◆ Source data ◆

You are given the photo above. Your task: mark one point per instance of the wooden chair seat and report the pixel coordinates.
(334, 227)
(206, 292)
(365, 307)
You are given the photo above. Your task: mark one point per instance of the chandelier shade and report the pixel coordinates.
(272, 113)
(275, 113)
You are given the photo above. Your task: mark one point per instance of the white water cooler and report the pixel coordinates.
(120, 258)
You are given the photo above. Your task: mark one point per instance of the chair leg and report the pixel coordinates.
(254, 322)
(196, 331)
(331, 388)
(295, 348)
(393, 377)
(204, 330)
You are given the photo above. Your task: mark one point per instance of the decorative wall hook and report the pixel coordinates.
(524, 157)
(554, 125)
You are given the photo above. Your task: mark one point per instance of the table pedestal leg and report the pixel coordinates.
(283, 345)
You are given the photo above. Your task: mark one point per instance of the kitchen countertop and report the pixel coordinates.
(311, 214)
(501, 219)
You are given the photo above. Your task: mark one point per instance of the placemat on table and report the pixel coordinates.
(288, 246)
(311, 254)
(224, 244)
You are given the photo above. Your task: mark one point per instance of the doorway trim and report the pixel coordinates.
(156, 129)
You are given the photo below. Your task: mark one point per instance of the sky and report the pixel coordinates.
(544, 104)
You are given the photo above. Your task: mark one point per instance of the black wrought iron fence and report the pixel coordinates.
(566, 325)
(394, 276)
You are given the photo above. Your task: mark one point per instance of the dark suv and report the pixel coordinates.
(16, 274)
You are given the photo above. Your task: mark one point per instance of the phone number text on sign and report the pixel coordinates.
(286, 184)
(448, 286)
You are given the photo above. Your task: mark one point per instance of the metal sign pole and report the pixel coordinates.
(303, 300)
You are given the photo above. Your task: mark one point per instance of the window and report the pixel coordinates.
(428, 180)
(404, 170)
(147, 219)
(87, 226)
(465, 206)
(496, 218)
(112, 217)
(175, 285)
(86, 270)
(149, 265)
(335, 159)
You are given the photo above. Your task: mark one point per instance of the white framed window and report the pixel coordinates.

◆ Instructions for the task ◆
Reproduce all of the records precisely. No word may differ.

◆ Completed task ◆
You are given the photo above. Your task: mark one point per instance of the wooden chair seat and report the pixel coordinates.
(334, 227)
(206, 292)
(365, 307)
You are given the photo above. Your task: mark one point per instance of the chandelier shade and report the pixel coordinates.
(272, 113)
(275, 113)
You are given the photo above. Your task: mark one point per instance of the white water cooler and report the pixel coordinates.
(120, 258)
You are given the photo above. Your task: mark one point per instance of the chair leg and report the pixel coordinates.
(254, 322)
(196, 331)
(331, 388)
(295, 348)
(393, 377)
(204, 330)
You are given the photo above. Your task: mark one point per instance of the decorative wall hook and report the pixel coordinates.
(524, 157)
(554, 125)
You are given the photo above. Your task: mark one point per instance of the table pedestal leg and report the pixel coordinates.
(283, 345)
You are given the photo above. Your task: mark one point per instance of the kitchen countertop and report the pixel coordinates.
(311, 214)
(501, 219)
You are given the photo above. Your task: mark one point per instance of the placemat on table and report the pixel coordinates.
(288, 246)
(311, 254)
(224, 244)
You are given the photo above. Your task: mark one point per instance of the doorway trim and report the pixel coordinates.
(156, 129)
You are given the photo below. Your task: mark one point per instance of the sky and report the pixel coordinates.
(544, 104)
You are given the photo above. Your task: mark one point per instance of the black wrought iron fence and report the pixel coordinates.
(566, 325)
(394, 276)
You are given the photo above. Your task: mark one point per instance of the dark suv and report the pixel coordinates.
(16, 274)
You are given the photo above. Your task: mark one point per instance of the phone number text on sign and report the pixel coordinates.
(286, 184)
(448, 286)
You are given the photo above. Your task: mark one point per instance of the metal sign pole and report the pixel coordinates.
(303, 300)
You are given the photo above. Your task: mark one point per instance of the window and report the pixel coordinates.
(428, 180)
(404, 170)
(147, 219)
(87, 226)
(465, 206)
(496, 218)
(112, 217)
(175, 285)
(86, 270)
(149, 265)
(335, 159)
You are given the photo above. Your task: mark one point per instance of the white framed window and report the pixel coordinates.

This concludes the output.